* Collected data entries
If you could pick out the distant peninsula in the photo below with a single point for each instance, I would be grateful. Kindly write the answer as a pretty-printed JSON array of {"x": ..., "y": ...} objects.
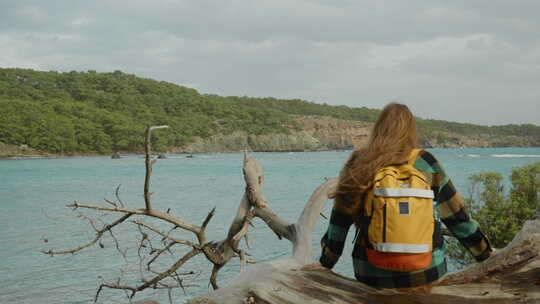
[{"x": 52, "y": 113}]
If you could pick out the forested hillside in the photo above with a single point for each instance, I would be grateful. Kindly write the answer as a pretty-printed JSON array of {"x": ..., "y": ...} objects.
[{"x": 104, "y": 112}]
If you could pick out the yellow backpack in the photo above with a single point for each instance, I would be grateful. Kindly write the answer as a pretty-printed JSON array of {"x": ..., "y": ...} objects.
[{"x": 401, "y": 226}]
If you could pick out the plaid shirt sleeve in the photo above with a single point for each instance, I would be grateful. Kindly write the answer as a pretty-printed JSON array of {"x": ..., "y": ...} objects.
[
  {"x": 452, "y": 211},
  {"x": 333, "y": 240}
]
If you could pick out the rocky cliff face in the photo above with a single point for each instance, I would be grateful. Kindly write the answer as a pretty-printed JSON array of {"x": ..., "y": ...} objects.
[
  {"x": 325, "y": 133},
  {"x": 316, "y": 134}
]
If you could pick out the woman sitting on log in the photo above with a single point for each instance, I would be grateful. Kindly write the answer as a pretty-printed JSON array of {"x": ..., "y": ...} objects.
[{"x": 389, "y": 190}]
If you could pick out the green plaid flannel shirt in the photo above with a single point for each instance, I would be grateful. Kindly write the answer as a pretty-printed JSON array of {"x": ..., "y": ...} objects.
[{"x": 450, "y": 207}]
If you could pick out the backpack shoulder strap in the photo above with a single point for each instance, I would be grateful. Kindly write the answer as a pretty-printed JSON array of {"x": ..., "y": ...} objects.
[{"x": 414, "y": 154}]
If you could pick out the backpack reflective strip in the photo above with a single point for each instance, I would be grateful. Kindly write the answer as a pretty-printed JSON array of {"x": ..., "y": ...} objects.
[
  {"x": 403, "y": 192},
  {"x": 403, "y": 248}
]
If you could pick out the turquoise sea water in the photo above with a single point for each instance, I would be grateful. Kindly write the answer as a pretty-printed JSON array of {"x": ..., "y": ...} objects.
[{"x": 33, "y": 194}]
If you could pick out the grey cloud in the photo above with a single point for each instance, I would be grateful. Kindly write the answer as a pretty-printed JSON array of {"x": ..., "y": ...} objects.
[{"x": 431, "y": 54}]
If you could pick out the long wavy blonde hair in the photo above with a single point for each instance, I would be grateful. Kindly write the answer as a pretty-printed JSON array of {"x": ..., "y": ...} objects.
[{"x": 391, "y": 141}]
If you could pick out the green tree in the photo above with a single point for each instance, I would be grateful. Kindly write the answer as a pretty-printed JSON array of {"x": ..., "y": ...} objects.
[{"x": 500, "y": 214}]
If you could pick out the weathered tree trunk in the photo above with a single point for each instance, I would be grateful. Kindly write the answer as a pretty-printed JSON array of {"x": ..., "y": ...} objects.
[{"x": 512, "y": 275}]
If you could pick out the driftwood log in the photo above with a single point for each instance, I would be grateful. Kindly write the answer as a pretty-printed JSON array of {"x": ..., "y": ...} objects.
[{"x": 512, "y": 275}]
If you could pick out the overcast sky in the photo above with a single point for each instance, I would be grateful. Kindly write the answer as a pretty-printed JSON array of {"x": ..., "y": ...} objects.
[{"x": 472, "y": 61}]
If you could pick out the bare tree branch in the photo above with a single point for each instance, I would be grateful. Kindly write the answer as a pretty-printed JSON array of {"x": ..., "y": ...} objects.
[{"x": 99, "y": 234}]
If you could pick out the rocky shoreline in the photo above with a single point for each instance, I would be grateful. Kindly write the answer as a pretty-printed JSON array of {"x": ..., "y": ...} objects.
[{"x": 316, "y": 134}]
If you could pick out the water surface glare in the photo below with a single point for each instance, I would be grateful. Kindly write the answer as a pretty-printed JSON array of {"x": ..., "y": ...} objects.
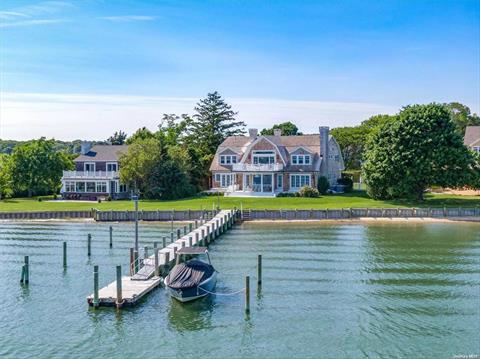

* Task objective
Copy every line of the items above, word for word, and leave the pictures out.

* Result for this exercise
If you could pick out the distant peninsula in the photo below with a single point for each instance, I would be grateful. Kindly write the answer as a pretty-printed JSON array of {"x": ..., "y": ...} objects.
[{"x": 52, "y": 113}]
If you could pick out the forested hillside in the photo above with a single point for each instance, I would be grateful. Kindly write the answer as a pretty-printed JSON array of {"x": ..., "y": ...} objects.
[{"x": 104, "y": 112}]
If you could pick out the yellow backpack in the photo above with a single point for each instance, I would be grateful. Kindly write the answer as a pretty-printed JSON array of {"x": ..., "y": ...} objects.
[{"x": 401, "y": 226}]
If you could pick out the plaid shirt sleeve in the photo above with a single point for each instance, I would be grateful. Kindly write the answer as a pretty-printed JSON array of {"x": ..., "y": ...} objects.
[
  {"x": 452, "y": 211},
  {"x": 333, "y": 240}
]
If you could pick out the rocky cliff face in the photo above with a single point for each instance, I would be grateful. Kindly write the answer as a pretty-printed JSON array of {"x": ..., "y": ...} objects.
[
  {"x": 325, "y": 133},
  {"x": 316, "y": 134}
]
If you could pick out the woman sitting on log in the photo above with a single point for each instance, I would be grateful. Kindly write the answer as a pretty-printed JSON array of {"x": ..., "y": ...} objects.
[{"x": 389, "y": 190}]
If you could pick out the green plaid flannel shirt in the photo above with a single point for each instance, I would be grateful. Kindly write the answer as a pretty-printed JSON array of {"x": ..., "y": ...} objects.
[{"x": 450, "y": 207}]
If you could pick out the backpack shoulder strap in the photo above with a single point for each instance, I would be grateful. Kindly write the answer as a pretty-printed JSON array of {"x": ..., "y": ...} objects.
[{"x": 414, "y": 154}]
If you could pick out the backpack reflective strip in the photo above with a single point for each instance, I would be grateful. Kindly write the answer as a pretty-printed JSON array of {"x": ..., "y": ...} objects.
[
  {"x": 403, "y": 192},
  {"x": 403, "y": 248}
]
If you could pick out the turquoise sea water in the photo above with a single point for each instance, I would be grateful. Kindly write the answer as a pretty-printed JSON array of {"x": ..., "y": ...} objects.
[{"x": 33, "y": 194}]
If you could pick out the grey cloud in the photo above with a single point for each instance, I would be grateful. Kindly write the answer as a pretty-printed JSON array of {"x": ..., "y": ...} objects.
[{"x": 431, "y": 54}]
If you could pick out the long wavy blonde hair in the photo above with a single point for each instance, I would be grateful. Kindly write the answer as a pretty-printed JSON array of {"x": ..., "y": ...} objects.
[{"x": 391, "y": 141}]
If you could pick out the green tree in the photo above with a single point for each instance, I would be grateful. Kindly write the answer as a pretty-printed JSON array of {"x": ..., "y": ...} objects.
[{"x": 500, "y": 214}]
If you could pick out the weathered tree trunk in the photo above with a single point for each instance, I would be grateful. Kindly write the answer as a pretty-printed JSON array of {"x": ..., "y": ...} objects.
[{"x": 512, "y": 275}]
If you could pick out the driftwood log in the photo above with a single point for each instance, I would be grateful. Kindly write the answer as a pretty-printed JSON array of {"x": ..., "y": ...} objects.
[{"x": 512, "y": 275}]
If you could pick out the overcast sky in the photo above with a single point for each instance, I would be grateful. Kindly write the answer as a pretty-printed JSON array of {"x": ..., "y": ...} objects.
[{"x": 472, "y": 61}]
If you could pick out the bare tree branch in the photo above with a single point for each instance, I would be grateful. Kindly write the answer as a pretty-printed JSON array of {"x": ..., "y": ...} objects.
[{"x": 99, "y": 234}]
If you could pick out the rocky shoreline in the photo above with a single point for each instance, I would be grateful. Kindly write the answer as a pretty-printed JSON array of {"x": ..., "y": ...} objects.
[{"x": 316, "y": 134}]
If you could pick out the water surface glare in the photo below with a single point for each instance, I would be grateful. Kindly write the answer as a pretty-printed JSON array of {"x": ..., "y": ...} objects.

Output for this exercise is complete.